Maria de Buenos Aires d'Astor Piazzola à l'Opéra National du Rhin



Photo Klara Beck

Dès les premiers accords du bandonéon, les chromatismes et les modulations au demi-ton sui generis, alla Piazzola, je fus saisi de frissons et j'eus la conviction que j'allais assister à un spectacle d'exception.

Pourtant d'après les avis dont j'avais eu connaissance avant d'assister à la représentation, il semblait que critiques et public étaient déroutés par le spectacle. Pas assez de tango, trop de texte hermétique! Où sont donc passés la sensualité, l'érotisme tant vantés du tango ? Apparemment, ce spectacle conçu par des argentins n'était pas celui dont on avait rêvé et le tango composé, chanté, joué et dansé à l'Opéra du Rhin en ce début de mai 2019, n'était pas la danse de bal qui nous faisait fantasmer, nous européens.

- Travail demandé -
[a] Répondez à ces questions d'après l'extrait :
(i) Quel instrument fait entendre les premiers accords ?
(ii) Dans quelle institution le spectacle est-il présenté ?
(iii) À quelle période le tango y est-il joué et dansé ?
[b] Indiquez si chaque affirmation concorde avec l'extrait en répondant par oui ou non, puis citez les mots qui tranchent :
(i) D'après les avis parus avant la représentation, critiques et public semblaient déroutés.
(ii) Le spectacle a été conçu par des Européens.
(iii) Les avis reprochaient au spectacle un excès de tango.
La liste qui suit est un matériau indépendant de l'extrait.

- Matériel réuni -

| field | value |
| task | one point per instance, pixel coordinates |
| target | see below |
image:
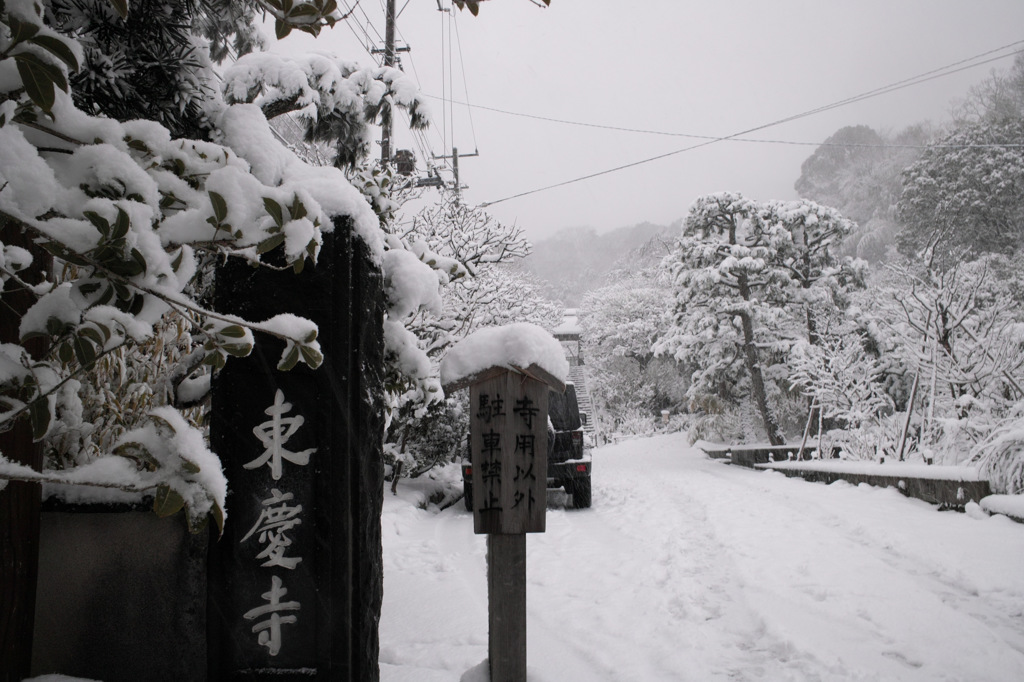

- Corrigé -
[a]
(i) Le bandonéon.
(ii) L'Opéra National du Rhin.
(iii) Au début de mai 2019.

[b]
(i) Oui : « il semblait que critiques et public étaient déroutés par le spectacle ».
(ii) Non : « ce spectacle conçu par des argentins ».
(iii) Non : « Pas assez de tango, trop de texte hermétique! »